EXERCISE DETAILS: Rescale the records starting with the line containing "# point at: woman" and going on through the end of the records: repeat every one of those lines, requests included, but multiply each point coordinate in the answers by 0.9 and round it to a whole number, with halves rounding up. Give only those lines.

Records:
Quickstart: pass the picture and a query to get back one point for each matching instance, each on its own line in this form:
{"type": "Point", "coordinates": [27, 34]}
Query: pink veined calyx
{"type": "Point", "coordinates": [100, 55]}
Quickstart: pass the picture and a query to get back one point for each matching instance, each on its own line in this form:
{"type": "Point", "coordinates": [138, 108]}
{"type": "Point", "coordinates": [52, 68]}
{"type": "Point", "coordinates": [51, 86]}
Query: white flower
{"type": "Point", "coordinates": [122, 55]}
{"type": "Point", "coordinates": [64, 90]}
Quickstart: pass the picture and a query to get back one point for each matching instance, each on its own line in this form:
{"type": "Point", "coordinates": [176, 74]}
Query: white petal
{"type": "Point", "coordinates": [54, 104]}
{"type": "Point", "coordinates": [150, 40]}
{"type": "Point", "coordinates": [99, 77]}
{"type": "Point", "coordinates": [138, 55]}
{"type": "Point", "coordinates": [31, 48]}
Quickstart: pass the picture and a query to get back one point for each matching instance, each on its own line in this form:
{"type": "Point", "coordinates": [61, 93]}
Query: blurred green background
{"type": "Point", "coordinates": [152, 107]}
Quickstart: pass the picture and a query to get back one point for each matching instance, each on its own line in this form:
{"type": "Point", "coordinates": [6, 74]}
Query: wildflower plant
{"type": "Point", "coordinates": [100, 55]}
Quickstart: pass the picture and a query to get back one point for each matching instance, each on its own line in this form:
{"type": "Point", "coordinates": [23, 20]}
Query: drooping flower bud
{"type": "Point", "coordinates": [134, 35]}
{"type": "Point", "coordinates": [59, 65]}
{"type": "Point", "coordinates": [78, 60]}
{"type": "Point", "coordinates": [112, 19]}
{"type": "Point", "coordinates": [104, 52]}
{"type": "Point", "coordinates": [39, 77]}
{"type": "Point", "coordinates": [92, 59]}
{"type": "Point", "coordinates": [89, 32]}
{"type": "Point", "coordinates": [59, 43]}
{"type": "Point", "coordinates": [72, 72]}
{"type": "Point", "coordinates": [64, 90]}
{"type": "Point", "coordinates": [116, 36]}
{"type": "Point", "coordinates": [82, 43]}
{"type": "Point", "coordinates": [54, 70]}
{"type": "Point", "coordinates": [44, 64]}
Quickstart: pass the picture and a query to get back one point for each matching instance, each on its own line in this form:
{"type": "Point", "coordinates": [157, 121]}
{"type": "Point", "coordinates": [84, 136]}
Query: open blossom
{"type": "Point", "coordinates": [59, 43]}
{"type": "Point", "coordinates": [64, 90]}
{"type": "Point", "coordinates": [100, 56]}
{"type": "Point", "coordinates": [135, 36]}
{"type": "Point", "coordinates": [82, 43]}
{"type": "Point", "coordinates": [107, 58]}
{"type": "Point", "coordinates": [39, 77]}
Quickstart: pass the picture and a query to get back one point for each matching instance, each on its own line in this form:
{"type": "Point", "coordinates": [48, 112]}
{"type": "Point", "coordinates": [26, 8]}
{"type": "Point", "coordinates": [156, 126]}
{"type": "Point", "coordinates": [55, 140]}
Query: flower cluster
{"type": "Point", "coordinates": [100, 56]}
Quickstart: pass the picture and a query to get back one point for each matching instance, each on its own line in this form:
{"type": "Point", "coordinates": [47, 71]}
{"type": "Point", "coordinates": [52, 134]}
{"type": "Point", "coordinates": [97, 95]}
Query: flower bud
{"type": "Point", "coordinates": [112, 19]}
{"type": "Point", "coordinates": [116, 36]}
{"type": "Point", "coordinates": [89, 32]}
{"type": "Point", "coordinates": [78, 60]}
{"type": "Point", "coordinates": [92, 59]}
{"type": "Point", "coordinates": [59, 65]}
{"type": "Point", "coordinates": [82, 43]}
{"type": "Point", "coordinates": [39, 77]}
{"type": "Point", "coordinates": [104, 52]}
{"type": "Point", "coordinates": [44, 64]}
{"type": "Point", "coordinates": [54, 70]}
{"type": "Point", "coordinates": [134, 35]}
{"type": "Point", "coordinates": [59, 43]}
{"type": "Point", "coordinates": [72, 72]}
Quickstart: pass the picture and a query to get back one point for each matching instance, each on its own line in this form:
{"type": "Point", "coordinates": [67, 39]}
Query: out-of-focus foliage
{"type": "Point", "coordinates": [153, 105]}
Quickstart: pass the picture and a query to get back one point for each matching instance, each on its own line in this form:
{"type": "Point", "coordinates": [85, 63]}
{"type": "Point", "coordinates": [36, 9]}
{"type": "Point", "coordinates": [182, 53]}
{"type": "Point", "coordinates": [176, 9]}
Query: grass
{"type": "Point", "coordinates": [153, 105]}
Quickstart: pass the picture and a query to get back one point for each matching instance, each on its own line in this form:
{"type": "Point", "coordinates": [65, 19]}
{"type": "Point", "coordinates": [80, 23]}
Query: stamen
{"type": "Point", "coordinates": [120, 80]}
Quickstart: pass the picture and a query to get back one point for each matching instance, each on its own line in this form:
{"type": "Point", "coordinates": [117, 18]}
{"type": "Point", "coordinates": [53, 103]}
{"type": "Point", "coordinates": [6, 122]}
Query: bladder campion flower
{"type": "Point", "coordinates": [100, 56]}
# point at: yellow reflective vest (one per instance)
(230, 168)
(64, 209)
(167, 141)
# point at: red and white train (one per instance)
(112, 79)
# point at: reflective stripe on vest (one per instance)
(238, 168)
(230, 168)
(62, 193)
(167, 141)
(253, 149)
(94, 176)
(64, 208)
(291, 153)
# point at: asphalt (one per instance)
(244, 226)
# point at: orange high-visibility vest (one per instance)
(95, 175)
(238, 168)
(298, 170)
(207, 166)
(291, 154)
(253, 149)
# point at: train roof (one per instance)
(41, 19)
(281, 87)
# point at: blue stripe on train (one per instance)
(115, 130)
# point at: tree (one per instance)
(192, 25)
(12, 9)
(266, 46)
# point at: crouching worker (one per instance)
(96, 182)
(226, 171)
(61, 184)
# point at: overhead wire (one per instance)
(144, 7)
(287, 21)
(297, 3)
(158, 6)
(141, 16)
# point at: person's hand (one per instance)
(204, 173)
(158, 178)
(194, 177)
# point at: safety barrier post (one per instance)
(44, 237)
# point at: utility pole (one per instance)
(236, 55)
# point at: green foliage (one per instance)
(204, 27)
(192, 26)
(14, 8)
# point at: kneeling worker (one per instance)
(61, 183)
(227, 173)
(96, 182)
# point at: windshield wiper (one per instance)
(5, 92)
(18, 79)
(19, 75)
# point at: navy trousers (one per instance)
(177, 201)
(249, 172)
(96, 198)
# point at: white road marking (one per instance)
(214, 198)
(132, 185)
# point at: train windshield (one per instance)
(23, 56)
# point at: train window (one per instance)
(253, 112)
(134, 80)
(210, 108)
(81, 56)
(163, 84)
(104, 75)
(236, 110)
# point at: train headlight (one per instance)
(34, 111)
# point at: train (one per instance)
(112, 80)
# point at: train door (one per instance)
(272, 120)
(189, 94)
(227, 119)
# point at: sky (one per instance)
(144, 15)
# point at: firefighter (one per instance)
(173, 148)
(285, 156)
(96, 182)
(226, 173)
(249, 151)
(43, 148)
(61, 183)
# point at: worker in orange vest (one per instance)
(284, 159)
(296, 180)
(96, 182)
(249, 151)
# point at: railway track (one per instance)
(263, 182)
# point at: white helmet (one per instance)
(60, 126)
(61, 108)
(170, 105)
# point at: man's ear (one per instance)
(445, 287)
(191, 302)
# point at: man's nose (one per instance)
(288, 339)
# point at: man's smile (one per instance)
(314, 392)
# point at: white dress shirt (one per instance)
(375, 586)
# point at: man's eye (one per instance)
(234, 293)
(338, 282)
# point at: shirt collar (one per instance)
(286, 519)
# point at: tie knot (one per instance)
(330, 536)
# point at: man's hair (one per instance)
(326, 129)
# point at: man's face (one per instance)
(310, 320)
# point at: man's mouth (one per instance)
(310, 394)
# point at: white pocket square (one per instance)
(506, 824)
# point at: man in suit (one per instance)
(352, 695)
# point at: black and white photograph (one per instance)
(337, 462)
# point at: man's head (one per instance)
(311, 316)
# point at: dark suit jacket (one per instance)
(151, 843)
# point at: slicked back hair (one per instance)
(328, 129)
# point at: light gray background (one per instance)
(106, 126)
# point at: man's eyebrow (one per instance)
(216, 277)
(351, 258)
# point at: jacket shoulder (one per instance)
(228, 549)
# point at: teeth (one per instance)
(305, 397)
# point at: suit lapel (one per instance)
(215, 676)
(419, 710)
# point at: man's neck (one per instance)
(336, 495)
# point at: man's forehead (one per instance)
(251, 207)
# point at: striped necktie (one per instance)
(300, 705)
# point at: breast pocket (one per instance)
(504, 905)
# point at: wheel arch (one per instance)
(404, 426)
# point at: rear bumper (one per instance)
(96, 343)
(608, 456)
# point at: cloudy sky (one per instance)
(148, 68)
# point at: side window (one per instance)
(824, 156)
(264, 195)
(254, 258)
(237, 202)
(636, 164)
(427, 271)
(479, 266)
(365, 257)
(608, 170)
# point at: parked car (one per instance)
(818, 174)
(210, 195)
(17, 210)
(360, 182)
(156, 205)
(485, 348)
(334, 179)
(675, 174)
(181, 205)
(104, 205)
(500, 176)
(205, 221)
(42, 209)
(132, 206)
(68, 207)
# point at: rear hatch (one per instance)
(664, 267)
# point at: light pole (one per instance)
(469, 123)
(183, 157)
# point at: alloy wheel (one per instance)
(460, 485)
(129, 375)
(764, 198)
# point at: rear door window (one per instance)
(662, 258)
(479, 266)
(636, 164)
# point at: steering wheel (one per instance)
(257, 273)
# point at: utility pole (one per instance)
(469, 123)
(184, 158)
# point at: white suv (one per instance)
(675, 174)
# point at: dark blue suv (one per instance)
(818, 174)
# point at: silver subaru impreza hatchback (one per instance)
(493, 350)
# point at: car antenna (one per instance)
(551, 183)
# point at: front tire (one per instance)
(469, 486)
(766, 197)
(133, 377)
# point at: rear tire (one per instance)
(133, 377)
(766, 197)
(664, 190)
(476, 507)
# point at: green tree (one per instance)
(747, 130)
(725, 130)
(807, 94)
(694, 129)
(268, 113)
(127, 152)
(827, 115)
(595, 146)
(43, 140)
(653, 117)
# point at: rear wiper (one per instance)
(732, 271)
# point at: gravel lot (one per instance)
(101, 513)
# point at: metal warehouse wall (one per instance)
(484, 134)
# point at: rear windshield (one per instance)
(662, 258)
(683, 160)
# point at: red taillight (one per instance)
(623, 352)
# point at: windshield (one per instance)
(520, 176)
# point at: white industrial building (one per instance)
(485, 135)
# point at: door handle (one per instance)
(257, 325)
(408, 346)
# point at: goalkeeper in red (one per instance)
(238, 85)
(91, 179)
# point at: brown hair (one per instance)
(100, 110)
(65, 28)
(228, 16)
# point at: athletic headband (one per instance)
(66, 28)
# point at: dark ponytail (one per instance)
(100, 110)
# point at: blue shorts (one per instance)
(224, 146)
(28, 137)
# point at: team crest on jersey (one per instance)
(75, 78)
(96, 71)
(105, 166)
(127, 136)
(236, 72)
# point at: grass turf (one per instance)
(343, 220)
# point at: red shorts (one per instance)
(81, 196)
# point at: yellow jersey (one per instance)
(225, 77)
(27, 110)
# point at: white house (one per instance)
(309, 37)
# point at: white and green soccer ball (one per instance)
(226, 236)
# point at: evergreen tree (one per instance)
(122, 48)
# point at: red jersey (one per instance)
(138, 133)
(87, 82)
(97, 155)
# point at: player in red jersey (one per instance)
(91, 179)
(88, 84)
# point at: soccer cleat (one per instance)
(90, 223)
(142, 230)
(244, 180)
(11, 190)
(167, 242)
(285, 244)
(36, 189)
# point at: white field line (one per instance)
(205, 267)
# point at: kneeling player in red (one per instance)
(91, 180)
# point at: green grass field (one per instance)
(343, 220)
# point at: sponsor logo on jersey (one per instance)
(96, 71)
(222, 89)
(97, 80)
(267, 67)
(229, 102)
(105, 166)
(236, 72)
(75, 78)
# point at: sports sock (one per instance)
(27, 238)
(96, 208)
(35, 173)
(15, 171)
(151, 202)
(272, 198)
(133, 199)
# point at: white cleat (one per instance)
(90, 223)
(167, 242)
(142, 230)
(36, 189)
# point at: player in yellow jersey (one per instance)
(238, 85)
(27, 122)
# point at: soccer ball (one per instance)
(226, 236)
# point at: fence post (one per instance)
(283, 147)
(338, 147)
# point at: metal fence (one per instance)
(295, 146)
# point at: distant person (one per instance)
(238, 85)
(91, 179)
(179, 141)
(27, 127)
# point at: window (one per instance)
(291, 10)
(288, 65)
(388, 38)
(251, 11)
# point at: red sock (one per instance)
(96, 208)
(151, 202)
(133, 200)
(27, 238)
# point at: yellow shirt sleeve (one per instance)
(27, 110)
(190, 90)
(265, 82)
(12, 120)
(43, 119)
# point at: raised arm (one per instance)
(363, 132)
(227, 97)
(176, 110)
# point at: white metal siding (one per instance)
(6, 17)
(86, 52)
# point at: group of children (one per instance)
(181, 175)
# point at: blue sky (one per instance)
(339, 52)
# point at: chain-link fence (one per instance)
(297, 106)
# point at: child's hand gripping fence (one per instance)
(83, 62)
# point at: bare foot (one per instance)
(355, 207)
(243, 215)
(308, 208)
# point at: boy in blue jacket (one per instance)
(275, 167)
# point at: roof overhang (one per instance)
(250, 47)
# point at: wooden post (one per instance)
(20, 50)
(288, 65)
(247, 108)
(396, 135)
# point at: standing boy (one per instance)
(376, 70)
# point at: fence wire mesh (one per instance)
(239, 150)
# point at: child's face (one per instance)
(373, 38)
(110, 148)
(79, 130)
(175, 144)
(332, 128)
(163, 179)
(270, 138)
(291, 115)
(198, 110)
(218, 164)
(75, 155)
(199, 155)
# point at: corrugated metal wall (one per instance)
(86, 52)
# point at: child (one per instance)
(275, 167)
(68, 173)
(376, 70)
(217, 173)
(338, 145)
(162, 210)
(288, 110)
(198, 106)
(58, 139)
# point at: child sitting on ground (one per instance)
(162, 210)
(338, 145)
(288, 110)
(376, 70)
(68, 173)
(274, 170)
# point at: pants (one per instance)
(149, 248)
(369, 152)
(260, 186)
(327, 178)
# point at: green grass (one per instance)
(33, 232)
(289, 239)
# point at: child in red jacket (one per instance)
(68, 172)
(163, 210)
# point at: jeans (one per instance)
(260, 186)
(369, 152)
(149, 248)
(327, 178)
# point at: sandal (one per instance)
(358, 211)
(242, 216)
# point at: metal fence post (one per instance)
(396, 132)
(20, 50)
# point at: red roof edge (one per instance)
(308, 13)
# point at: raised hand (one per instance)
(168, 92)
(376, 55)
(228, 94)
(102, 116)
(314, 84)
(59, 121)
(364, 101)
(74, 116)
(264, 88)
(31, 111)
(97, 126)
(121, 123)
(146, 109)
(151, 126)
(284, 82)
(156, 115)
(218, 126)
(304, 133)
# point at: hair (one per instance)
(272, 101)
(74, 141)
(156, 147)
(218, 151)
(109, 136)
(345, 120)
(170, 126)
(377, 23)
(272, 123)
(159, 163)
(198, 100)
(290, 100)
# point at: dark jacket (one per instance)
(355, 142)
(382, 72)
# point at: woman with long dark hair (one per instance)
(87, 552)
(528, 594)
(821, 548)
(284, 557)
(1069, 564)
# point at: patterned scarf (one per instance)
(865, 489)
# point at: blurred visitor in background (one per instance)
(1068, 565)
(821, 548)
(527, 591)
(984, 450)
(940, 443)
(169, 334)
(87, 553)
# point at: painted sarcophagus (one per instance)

SOLUTION FOR THIS PROBLEM:
# point at: woman with long dark hair (one per instance)
(78, 497)
(475, 535)
(739, 493)
(256, 501)
(962, 508)
# point at: patterned scarf (one per instance)
(779, 440)
# point at: blurred visitor in background (one per instance)
(961, 509)
(739, 493)
(474, 532)
(886, 405)
(846, 399)
(152, 301)
(78, 498)
# point at: painted sarcophagus (one per instance)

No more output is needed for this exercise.